*YOUR GOAL*
Reproduce the part of the listing that opens with the line containing "You are given a photograph. Locate the skate" and continues through the end of the listing, requests included, adding 80 to both the x and y coordinates of every answer point. Leave the coordinates in the requests and their format samples unchanged.

Listing from a data source
[START]

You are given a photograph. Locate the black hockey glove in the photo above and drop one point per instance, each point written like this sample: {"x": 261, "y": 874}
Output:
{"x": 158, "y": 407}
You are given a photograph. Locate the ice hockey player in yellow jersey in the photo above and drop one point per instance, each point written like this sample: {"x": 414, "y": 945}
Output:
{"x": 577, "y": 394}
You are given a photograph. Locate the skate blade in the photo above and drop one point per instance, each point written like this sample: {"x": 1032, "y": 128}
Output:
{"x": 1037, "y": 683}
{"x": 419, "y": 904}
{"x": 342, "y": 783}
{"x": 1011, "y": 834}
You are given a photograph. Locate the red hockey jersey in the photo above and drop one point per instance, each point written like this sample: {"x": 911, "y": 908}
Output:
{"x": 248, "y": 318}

[END]

*RIGHT ANSWER*
You are given a photograph. Locate the skate blade in the photo above and drop one point per instance, each point written like this sample: {"x": 1032, "y": 128}
Output:
{"x": 1117, "y": 763}
{"x": 499, "y": 984}
{"x": 422, "y": 863}
{"x": 1091, "y": 914}
You are given a photograph. Locate the red hockey jersey in the photo above and drop one point per instance, each point written like this sample: {"x": 911, "y": 908}
Output:
{"x": 328, "y": 398}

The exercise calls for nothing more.